INSTRUCTIONS FOR THE TASK »
Continue the news release on Sheffield's health and well-being funding, picking up after its final sentence.

SELECTED EXCERPT »
══════
Friday 28 November 2014
Sheffield has been awarded more than £1m in funding to drive forward innovative plans to help people stay healthy and well at home, and reduce pressure on health and social care services in the city.
The grant money was confirmed today after a successful bid for funding as part of the Government’s Transformational Challenge Award.
Sheffield City Council’s Leader, Cllr Julie Dore, said: “This demonstrates the strength of our partnership approach to improving health and well-being in the community.
“The extra funding means we can develop even more innovative approaches to keeping people well and healthy at home, before they reach a crisis point, and reach even more people.
“It’s really important to me that we make the most of our community support and enhance this wherever possible, to increase people’s quality of life and continue to provide the support that people need with the increasing pressures on our health and care services.”
The extra funding endorses successful work already underway in the city, including pilot projects which are helping people stay well at home, without having to go into hospital or rely on other services. It also aims to build support within communities so that people can easily access the help that they need.
In Sheffield, 40 to 60 percent of hospital admissions for many long term conditions are for avoidable causes. It is hoped that the extra funding will support thousands more people at moderate to high risk of hospital admission, to allow them to retain much of their independence and well-being for as long as possible.
Small scale pilot projects already exist in the city to boost community health and well-being and the extra funding will allow widespread expansion of these.
══════
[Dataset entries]
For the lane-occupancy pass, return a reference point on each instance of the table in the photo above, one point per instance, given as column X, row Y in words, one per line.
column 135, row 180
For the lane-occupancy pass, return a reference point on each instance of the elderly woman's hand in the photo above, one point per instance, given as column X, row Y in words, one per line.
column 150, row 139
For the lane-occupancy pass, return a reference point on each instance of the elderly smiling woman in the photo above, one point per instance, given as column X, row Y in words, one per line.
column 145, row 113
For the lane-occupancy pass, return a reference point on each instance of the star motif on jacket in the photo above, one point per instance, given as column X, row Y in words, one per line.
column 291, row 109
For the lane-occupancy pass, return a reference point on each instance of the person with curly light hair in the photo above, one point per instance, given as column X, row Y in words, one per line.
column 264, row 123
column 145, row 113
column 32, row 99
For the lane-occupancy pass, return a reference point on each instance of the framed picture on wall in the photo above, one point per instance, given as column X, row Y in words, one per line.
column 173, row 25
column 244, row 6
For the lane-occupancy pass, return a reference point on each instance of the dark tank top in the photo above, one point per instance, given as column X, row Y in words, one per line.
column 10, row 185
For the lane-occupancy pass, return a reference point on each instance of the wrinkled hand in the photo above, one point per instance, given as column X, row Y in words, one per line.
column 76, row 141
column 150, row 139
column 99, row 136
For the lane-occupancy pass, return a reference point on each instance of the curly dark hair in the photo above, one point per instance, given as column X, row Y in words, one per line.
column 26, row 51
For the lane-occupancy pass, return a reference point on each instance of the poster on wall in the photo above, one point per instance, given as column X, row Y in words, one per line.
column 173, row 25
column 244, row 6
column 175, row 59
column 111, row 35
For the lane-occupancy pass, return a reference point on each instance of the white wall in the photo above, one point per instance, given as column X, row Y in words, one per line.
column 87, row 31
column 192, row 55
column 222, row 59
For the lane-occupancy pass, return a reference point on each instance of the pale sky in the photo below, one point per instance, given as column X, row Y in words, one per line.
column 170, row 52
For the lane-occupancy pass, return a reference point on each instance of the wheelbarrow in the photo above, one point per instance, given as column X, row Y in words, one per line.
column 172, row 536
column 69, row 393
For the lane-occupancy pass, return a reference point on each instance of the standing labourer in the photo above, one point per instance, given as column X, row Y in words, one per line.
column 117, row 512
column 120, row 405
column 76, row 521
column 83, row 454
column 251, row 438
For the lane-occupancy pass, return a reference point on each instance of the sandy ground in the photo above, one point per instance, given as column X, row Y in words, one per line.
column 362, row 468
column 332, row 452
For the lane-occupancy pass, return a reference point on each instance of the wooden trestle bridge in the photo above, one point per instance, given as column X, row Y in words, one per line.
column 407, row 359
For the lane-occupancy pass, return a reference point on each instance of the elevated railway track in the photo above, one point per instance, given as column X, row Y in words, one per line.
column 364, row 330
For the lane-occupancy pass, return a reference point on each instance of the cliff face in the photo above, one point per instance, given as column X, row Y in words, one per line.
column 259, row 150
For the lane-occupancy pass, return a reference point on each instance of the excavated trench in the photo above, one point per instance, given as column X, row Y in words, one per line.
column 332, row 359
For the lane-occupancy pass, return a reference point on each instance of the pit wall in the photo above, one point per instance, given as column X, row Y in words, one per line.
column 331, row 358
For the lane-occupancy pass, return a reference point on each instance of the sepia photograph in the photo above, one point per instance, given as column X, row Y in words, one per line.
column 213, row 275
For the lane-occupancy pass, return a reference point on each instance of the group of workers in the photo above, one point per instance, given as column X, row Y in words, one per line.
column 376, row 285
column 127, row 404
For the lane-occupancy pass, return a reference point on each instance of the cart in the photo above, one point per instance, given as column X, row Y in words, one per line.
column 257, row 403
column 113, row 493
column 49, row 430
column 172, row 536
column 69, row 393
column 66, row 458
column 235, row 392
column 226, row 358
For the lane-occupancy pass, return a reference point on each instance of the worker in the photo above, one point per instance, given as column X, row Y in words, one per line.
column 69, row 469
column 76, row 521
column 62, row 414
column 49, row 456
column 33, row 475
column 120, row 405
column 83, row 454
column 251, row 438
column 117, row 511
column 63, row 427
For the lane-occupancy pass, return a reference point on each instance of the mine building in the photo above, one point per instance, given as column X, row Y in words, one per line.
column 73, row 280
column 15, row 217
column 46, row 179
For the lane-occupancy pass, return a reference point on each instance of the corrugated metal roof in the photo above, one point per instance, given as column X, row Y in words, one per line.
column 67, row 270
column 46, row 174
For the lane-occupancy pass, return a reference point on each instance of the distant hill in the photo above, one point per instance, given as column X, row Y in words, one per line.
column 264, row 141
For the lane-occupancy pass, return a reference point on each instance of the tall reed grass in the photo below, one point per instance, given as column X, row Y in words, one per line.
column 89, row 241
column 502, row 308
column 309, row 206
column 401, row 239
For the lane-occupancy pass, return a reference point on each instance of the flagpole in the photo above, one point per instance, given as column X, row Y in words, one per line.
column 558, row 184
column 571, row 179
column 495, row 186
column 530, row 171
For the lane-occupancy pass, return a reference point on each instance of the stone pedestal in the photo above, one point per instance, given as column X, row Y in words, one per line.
══════
EXERCISE ANSWER »
Sheffield’s successful bid identifies how services will be delivered differently with better use made of community assets to meet the needs of the growing older population and increasing numbers of people experiencing long-term conditions and severe mental illness and isolation.
The successful Transformation Challenge Award bid was developed by a partnership between Sheffield City Council, the Sheffield Clinical Commissioning Group, Sheffield Teaching Hospitals Foundation Trust and Voluntary Action Sheffield.
Dr Zak McMurray, GP and Clinical Director at NHS Sheffield Clinical Commissioning Group (CCG) said: “It is wonderful news for Sheffield that we have secured this funding which we hope will make a real difference to local people as well as helping to reduce the pressure on health and care services.
“In Sheffield we have a strong partnership approach across health and social care and a long experience of joint working so receiving this funding will only go to strengthen that so we can continue to work together for the benefit of Sheffield people.”